**QUESTIONS ET EXERCICES**.
A) Répondez à ces questions à partir de l'article :
(i) À qui les choses saintes sont-elles données ?
(ii) D'où le regard divin est-il appelé à bénir le peuple ?
(iii) À quoi l'appel à la supériorité du peuple ne se réfère-t-il pas ?
B) Relevez toutes les actions attribuées à YHVH dans les paroles que, selon l'article, le sujet doit dire en apportant les prémices de sa récolte.

**ARTICLE**.
____

On n’apprend rien de nouveau, mais les détails de ce qui se répète donnent quelques vues intéressantes.
Par exemple, lorsqu’il apporte les prémices de sa récolte en offrande au temple, le sujet devra dire le rappel de toute l'histoire: j'apporte les fruits de la terre où YHVH nous a menés, la terre qu'il nous a donnée après nous avoir fait sortir d'Égypte où nous étions esclaves et opprimés. Et faire une offrande, c’est au fond faire disparaître de chez soi des choses saintes : celui qui ne fait pas l'offrande, garde chez lui, par devers lui, des choses qui ne sont pas à lui, des choses dont la sainteté peut le détruire parce qu’elles ne sont pas à leur place. Faire une offrande, marquer d'une offrande le rapport à l’être, c'est opérer des déplacements dans le champ de son avoir, y inscrire des divisions, des séparations. Le fait de remettre les choses (saintes) à leur place, de les donner aux Lévites, s'accompagne aussi d'un appel précis, un appel au regard divin pour que, de loin, de son Lieu propre, il bénisse le peuple et la terre qu'il lui a donnée. Cet appel au regard de l'Autre montre aussi que donner, c'est mettre de l'altérité dans ce qu'on a. Du fait qu'il donne pour le rapport à l'Autre, le sujet inscrit dans ce qu'il possède, donc aussi dans sa jouissance, ce rapport à cet Autre.
C'est donc par ce rapport à l'être, en tant qu'Autre, que le peuple hébreu se distingue. C'est la supériorité d'une certaine Alliance qui est proclamée. L’appel à ce que ce peuple soit supérieur à tous les peuples en gloire et en nom , ne se réfère pas à une essence supérieure de ce peuple mais à son existence dans la relation à l’être (dans le langage de la Torah : dans l'accomplissement des appels divins ). C'est donc une supériorité qui est toujours à établir, et qui n'exprimerait que la supériorité d'un certain rapport à l'être au regard de l'idolâtrie, ou d'autres rapports de soumission totale à une identité cadrée, qui ignorent l’être en tant qu’infini des possibles et lieu d'ancrage d’une épreuve existentielle.

____

**DONNÉES EXTRAITES**.
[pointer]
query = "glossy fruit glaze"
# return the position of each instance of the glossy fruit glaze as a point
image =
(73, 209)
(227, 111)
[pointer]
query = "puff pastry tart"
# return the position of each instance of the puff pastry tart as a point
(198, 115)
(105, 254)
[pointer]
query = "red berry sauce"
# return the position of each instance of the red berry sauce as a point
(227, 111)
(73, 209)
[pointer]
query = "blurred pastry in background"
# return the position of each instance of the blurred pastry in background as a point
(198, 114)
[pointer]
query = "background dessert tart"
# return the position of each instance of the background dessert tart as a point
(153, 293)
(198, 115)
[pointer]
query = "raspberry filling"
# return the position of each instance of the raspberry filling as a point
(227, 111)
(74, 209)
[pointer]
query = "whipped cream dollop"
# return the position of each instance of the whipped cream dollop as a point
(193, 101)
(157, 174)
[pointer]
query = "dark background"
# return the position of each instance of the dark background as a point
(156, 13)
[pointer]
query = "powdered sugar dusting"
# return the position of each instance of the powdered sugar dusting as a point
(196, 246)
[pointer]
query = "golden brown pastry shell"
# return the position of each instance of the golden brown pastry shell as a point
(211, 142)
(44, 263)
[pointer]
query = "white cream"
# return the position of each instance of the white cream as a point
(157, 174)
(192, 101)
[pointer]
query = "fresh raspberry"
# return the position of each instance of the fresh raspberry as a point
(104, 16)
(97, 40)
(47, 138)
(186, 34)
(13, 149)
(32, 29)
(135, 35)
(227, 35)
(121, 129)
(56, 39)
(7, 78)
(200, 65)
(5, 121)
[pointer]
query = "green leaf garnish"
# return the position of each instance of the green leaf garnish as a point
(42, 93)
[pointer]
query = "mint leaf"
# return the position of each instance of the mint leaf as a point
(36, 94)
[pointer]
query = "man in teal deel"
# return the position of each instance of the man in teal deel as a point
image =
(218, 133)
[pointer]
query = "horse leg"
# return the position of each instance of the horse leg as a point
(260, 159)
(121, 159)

____

**RÉPONSES DANS L'ORDRE**.
A)
(i) Aux Lévites.
(ii) De loin, de son Lieu propre.
(iii) À une essence supérieure de ce peuple.

B)
- Il a mené le peuple vers la terre (« où YHVH nous a menés »).
- Il lui a donné cette terre (« qu'il nous a donnée »).
- Il l'a fait sortir d'Égypte (« après nous avoir fait sortir d'Égypte »).